The requested output is every line from the one with "Trace the outline of every instance of the silver" through the last line below, printed exactly.

Data records:
========

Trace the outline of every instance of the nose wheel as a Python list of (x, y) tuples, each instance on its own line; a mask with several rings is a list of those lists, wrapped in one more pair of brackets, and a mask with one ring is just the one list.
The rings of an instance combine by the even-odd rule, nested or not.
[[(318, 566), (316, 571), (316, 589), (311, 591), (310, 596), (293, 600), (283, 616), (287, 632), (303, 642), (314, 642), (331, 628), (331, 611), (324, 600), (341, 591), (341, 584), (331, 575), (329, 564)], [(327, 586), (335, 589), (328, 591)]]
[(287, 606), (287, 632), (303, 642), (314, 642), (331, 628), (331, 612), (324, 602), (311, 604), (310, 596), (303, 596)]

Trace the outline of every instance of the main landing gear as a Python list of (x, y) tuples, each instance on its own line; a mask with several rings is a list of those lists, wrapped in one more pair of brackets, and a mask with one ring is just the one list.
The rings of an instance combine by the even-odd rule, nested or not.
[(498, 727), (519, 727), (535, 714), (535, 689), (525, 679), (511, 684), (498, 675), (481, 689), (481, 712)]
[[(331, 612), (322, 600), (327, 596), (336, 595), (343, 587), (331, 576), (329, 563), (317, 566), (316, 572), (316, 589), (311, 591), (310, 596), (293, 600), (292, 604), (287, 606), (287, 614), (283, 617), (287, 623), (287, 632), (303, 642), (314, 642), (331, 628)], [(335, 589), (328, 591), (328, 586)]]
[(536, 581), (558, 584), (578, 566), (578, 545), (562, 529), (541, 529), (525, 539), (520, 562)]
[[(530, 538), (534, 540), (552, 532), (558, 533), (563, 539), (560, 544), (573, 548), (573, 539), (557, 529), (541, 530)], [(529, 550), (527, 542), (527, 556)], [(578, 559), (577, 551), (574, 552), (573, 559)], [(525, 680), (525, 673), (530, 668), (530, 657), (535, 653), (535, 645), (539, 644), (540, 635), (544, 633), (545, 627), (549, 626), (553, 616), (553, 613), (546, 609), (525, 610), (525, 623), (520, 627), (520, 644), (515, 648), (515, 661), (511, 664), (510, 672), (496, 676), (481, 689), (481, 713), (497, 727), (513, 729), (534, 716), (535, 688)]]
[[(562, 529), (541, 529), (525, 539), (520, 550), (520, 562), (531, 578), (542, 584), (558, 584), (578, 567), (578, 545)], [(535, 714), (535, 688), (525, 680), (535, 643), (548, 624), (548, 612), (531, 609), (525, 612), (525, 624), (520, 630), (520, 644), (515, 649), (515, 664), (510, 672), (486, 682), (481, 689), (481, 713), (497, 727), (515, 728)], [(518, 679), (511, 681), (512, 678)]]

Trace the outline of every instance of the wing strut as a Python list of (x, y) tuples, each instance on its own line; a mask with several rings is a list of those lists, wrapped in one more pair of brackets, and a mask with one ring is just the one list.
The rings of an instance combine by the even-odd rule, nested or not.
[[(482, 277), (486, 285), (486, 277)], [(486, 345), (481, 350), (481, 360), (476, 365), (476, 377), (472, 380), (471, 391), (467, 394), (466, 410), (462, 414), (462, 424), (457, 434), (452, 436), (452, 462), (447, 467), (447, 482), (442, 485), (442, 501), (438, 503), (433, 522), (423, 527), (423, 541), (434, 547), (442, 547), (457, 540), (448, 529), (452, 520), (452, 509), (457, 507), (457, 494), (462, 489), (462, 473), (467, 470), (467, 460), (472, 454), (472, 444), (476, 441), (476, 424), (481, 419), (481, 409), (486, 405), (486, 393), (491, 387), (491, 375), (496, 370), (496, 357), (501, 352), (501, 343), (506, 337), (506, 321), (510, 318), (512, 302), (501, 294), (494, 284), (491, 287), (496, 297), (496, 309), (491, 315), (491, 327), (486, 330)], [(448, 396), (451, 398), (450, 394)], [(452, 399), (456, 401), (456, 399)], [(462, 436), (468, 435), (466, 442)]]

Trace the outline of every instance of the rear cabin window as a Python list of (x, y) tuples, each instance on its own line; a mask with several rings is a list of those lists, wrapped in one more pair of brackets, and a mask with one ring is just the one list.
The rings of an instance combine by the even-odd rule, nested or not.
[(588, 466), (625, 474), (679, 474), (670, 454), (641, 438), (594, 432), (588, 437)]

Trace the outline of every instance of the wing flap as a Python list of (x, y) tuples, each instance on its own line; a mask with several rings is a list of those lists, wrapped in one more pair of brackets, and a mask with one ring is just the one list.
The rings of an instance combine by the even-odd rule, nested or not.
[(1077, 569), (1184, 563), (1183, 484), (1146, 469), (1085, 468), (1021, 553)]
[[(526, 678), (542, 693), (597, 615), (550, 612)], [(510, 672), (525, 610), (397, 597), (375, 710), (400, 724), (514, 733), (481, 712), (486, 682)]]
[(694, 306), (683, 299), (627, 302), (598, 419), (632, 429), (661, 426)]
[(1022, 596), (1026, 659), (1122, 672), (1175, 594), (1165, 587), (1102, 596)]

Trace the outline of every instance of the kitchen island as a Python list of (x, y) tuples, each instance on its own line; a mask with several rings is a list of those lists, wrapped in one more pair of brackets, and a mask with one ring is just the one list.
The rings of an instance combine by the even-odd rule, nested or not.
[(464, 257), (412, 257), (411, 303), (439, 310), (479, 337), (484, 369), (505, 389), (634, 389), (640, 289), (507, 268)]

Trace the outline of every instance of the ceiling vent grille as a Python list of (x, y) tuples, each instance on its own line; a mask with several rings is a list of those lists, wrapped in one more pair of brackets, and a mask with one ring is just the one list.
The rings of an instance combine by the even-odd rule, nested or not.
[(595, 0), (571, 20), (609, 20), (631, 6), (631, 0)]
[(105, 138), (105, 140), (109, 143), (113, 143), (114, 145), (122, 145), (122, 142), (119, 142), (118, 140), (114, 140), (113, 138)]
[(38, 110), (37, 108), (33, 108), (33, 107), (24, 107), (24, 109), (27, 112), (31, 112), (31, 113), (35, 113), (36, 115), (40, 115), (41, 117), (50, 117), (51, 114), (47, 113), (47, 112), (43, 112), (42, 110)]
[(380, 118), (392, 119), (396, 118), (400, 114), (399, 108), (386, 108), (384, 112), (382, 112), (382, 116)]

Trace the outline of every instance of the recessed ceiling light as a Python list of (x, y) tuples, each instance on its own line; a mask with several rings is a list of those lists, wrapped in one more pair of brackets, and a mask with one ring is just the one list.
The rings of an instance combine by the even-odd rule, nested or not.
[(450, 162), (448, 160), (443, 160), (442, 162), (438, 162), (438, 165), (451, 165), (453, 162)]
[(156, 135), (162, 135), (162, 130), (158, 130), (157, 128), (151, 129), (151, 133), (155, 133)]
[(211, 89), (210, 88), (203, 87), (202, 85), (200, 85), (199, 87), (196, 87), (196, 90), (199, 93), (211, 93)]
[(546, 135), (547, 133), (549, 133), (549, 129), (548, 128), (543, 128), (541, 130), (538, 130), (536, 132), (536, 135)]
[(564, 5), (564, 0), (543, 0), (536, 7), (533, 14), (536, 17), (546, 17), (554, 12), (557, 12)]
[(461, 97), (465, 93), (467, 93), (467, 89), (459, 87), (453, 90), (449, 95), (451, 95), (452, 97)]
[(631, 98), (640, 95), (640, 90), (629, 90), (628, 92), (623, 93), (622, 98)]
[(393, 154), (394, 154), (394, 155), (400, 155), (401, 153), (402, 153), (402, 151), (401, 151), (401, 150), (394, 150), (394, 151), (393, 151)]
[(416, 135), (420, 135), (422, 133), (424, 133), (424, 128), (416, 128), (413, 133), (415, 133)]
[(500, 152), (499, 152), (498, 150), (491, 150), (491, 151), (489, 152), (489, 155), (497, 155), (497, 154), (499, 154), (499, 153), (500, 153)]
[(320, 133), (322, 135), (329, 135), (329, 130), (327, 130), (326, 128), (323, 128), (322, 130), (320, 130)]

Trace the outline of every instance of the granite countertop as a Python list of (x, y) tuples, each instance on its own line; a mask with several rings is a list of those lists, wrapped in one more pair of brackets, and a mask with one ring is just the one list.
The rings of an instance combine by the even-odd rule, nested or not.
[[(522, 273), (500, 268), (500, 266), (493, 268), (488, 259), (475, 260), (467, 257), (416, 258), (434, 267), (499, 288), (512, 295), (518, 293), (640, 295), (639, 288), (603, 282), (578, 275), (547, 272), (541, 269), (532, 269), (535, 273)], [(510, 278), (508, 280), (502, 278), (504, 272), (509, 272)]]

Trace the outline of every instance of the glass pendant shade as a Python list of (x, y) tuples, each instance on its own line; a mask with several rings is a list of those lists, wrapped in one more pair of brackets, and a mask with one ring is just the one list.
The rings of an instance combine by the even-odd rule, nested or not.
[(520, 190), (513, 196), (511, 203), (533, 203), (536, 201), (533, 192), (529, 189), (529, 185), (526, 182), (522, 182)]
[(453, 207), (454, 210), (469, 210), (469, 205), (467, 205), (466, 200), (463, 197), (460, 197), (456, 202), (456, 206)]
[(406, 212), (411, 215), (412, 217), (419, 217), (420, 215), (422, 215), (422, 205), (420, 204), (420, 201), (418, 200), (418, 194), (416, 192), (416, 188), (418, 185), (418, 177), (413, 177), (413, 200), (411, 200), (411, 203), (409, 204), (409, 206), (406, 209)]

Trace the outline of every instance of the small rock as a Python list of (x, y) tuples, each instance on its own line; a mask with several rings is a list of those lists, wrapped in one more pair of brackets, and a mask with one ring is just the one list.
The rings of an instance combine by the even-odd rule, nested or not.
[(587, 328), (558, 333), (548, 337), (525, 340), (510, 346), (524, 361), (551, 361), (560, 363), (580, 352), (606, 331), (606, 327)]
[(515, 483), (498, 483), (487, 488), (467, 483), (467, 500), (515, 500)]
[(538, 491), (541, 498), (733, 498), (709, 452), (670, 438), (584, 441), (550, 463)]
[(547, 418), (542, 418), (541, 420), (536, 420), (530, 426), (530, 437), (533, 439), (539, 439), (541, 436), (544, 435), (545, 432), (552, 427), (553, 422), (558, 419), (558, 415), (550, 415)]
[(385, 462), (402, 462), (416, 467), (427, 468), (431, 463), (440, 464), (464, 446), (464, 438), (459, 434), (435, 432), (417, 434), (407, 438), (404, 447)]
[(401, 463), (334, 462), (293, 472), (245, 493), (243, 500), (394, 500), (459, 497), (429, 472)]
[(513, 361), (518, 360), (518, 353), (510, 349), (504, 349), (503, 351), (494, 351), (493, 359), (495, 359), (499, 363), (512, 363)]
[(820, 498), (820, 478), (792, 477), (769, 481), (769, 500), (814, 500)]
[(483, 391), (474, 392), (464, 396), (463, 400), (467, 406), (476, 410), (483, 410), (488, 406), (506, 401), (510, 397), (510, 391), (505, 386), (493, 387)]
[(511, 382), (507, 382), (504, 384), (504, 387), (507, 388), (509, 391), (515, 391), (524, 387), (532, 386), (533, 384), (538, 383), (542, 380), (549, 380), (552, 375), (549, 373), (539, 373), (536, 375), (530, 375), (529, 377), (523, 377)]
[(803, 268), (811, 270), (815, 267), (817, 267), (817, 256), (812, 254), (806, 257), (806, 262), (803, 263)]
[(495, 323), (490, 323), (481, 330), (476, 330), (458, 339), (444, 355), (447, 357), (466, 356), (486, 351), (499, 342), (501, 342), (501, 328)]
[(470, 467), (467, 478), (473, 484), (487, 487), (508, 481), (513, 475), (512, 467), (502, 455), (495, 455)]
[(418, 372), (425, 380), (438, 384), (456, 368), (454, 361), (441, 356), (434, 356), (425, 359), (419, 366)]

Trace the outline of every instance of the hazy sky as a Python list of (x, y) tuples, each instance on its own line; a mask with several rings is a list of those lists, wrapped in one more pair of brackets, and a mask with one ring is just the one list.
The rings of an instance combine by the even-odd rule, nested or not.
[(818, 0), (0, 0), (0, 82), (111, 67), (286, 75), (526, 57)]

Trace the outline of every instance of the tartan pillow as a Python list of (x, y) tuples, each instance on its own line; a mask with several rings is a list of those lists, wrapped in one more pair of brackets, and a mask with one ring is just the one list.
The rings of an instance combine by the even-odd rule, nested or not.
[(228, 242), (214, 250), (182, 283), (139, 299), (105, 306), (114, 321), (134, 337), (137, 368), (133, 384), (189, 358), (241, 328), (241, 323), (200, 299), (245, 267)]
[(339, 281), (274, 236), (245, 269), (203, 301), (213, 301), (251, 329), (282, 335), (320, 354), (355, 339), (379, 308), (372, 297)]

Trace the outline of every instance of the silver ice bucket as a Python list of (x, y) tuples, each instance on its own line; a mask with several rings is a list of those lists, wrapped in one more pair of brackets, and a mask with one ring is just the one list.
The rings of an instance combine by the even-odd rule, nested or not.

========

**WRITTEN ANSWER:**
Trace the outline of every instance of the silver ice bucket as a Python list of (x, y) tuples, each instance on its own line; a mask with several rings is a list of those lists, wrapped in one more pair of brackets, and a mask with one ring is just the one list.
The rings of an instance combine by the even-odd rule, nested or not.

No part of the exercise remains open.